(Problem to solve):
Return only the tail of the data below, word for word: the line with "negative clicks: (286, 229)" and each line after it through the final one.

**** Data to process ****

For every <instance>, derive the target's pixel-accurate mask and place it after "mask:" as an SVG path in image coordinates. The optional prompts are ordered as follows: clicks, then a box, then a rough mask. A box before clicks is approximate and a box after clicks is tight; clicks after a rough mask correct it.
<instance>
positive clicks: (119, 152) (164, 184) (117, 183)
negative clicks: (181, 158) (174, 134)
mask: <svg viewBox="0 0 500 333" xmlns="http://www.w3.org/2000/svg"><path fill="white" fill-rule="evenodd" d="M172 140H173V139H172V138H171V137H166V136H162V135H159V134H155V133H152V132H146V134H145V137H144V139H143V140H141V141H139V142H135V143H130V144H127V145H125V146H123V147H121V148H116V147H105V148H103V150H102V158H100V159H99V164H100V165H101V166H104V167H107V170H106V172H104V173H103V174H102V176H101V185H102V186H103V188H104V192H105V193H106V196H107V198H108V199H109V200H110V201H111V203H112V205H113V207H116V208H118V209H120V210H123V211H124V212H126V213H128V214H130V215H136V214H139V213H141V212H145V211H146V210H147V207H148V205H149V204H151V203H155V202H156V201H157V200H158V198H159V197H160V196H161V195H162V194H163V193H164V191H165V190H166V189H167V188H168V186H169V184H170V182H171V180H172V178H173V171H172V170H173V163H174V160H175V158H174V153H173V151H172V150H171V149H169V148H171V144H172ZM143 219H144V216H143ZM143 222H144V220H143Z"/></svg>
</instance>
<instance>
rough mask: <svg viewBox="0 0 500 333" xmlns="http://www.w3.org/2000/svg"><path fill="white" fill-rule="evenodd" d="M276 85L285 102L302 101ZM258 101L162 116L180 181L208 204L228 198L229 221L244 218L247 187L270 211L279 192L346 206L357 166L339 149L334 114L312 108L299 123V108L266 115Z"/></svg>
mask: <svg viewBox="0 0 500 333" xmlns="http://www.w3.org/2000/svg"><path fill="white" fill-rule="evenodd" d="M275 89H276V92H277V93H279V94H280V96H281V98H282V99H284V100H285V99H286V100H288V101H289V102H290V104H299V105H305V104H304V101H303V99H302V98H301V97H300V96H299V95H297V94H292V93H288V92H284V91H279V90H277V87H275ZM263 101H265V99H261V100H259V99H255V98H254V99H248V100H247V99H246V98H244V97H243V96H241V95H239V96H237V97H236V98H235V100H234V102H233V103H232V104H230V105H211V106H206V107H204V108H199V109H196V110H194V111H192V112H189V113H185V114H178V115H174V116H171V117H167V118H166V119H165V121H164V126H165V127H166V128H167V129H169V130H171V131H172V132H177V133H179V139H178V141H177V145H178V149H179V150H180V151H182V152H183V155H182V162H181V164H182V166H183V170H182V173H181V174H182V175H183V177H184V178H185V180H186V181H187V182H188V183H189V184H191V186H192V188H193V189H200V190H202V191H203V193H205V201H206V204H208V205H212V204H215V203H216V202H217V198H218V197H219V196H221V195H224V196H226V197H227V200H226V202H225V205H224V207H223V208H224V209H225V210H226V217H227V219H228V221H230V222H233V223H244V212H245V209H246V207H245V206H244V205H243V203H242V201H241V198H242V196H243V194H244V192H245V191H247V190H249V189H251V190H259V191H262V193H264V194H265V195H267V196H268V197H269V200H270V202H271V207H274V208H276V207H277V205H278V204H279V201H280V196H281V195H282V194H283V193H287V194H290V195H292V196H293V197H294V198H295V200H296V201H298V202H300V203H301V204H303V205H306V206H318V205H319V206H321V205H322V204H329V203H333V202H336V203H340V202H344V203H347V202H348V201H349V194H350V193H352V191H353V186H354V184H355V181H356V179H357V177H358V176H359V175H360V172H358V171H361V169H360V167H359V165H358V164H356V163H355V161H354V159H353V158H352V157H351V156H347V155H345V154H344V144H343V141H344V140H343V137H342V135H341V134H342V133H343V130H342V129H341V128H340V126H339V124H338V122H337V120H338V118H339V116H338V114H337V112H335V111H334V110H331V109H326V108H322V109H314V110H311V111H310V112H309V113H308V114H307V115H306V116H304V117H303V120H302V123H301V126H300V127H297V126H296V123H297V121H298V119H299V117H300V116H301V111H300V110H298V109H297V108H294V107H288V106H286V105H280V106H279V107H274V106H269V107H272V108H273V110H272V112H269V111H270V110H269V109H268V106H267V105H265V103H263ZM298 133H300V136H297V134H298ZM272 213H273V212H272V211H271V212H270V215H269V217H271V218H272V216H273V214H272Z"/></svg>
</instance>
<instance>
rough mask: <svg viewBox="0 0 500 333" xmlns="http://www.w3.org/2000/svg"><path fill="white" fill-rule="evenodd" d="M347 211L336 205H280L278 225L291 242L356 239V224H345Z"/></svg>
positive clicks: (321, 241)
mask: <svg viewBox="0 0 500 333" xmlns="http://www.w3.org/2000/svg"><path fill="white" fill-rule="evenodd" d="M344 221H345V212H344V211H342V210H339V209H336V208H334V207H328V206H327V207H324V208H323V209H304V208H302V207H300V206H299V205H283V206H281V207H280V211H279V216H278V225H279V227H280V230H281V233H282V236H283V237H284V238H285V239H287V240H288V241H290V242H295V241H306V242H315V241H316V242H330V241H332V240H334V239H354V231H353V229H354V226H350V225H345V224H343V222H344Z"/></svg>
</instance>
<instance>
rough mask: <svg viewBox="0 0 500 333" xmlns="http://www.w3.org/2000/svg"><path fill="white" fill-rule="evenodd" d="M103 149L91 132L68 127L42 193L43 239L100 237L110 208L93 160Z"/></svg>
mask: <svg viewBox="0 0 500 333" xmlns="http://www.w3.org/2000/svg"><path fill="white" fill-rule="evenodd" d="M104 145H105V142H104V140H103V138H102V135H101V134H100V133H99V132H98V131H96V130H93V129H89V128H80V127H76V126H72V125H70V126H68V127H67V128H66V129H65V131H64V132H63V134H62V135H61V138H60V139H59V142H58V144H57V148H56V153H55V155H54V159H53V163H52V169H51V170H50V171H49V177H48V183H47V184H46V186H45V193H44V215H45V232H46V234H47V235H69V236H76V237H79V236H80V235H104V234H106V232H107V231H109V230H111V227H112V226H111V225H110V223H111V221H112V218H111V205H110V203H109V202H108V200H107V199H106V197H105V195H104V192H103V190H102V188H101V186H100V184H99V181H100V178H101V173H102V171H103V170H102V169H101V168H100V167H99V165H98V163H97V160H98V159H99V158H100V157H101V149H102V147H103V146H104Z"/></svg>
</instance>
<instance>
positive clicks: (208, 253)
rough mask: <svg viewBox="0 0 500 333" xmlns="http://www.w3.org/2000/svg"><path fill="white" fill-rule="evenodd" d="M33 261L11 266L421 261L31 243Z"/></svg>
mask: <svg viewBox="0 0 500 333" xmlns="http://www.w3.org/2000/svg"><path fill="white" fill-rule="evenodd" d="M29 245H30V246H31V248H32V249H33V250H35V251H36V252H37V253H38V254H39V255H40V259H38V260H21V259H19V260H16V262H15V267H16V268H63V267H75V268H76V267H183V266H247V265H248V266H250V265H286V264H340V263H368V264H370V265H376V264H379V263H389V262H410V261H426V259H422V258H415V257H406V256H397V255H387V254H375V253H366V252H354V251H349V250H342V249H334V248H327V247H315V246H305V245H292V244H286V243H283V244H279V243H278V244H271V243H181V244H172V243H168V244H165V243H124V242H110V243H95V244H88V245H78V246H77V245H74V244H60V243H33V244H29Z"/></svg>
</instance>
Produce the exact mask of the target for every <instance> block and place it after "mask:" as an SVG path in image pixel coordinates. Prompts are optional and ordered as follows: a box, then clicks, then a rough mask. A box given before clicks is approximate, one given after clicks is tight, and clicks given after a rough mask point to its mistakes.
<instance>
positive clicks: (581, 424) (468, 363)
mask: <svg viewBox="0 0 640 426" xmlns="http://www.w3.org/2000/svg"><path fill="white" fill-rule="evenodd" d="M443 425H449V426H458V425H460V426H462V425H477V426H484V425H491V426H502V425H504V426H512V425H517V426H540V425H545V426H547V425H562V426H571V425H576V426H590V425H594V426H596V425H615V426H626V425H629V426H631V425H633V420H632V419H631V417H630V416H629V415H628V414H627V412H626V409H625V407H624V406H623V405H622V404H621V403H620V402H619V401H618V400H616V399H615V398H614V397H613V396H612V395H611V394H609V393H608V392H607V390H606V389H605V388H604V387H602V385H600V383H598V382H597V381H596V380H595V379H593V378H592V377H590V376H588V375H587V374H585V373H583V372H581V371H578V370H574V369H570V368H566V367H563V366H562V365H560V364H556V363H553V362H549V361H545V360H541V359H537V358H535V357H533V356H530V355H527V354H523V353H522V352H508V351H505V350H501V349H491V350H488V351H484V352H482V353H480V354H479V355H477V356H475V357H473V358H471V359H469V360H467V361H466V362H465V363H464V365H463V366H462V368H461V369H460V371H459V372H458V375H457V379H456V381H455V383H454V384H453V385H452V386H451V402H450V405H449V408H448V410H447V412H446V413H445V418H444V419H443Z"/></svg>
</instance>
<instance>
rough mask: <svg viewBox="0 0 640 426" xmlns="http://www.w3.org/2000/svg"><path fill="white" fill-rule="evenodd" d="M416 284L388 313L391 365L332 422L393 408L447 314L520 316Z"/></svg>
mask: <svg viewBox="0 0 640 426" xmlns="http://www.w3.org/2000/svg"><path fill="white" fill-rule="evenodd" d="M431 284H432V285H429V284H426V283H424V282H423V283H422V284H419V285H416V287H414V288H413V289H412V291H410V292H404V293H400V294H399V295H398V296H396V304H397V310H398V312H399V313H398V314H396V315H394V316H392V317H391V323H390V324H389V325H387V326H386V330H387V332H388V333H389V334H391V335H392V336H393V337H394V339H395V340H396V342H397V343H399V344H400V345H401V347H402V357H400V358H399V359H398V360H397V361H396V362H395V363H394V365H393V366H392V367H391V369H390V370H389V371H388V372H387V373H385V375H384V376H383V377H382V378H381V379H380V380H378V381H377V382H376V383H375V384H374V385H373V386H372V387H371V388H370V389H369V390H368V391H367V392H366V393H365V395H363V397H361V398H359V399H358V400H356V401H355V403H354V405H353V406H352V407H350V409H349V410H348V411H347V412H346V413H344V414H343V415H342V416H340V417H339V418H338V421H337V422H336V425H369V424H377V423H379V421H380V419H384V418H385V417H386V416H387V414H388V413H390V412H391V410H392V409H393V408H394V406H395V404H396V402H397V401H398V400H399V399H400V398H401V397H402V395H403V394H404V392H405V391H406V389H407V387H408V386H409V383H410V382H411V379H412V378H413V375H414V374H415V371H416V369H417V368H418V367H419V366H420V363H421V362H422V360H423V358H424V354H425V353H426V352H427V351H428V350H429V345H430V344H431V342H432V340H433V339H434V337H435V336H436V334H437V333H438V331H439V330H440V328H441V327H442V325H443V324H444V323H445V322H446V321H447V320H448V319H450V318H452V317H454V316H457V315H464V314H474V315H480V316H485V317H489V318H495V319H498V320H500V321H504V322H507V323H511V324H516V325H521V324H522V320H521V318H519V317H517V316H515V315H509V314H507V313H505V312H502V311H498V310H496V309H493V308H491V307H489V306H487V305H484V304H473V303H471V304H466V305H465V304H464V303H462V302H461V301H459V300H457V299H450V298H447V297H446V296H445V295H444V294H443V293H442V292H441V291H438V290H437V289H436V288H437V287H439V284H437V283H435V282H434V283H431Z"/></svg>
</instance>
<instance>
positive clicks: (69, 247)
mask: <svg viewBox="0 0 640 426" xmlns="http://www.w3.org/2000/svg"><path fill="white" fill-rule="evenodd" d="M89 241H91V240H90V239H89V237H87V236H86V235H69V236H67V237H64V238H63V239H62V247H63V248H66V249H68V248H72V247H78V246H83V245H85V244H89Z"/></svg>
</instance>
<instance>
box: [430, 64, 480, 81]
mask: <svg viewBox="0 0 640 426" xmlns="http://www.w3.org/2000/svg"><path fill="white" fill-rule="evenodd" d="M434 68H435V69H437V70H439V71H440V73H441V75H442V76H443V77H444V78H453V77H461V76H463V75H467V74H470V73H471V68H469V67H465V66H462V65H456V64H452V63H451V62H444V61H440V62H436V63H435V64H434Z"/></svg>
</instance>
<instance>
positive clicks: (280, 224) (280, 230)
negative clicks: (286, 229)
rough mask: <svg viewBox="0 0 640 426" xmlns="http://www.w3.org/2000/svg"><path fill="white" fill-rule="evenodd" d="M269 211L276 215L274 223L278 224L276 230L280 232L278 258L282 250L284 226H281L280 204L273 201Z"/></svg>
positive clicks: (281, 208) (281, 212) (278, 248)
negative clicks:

****

(Response to the task):
negative clicks: (286, 229)
rough mask: <svg viewBox="0 0 640 426" xmlns="http://www.w3.org/2000/svg"><path fill="white" fill-rule="evenodd" d="M269 211L276 215L274 223L278 224L276 230L280 232L278 258L282 250L284 226H281L280 204L273 201Z"/></svg>
positive clicks: (281, 208) (281, 212) (278, 248)
negative clicks:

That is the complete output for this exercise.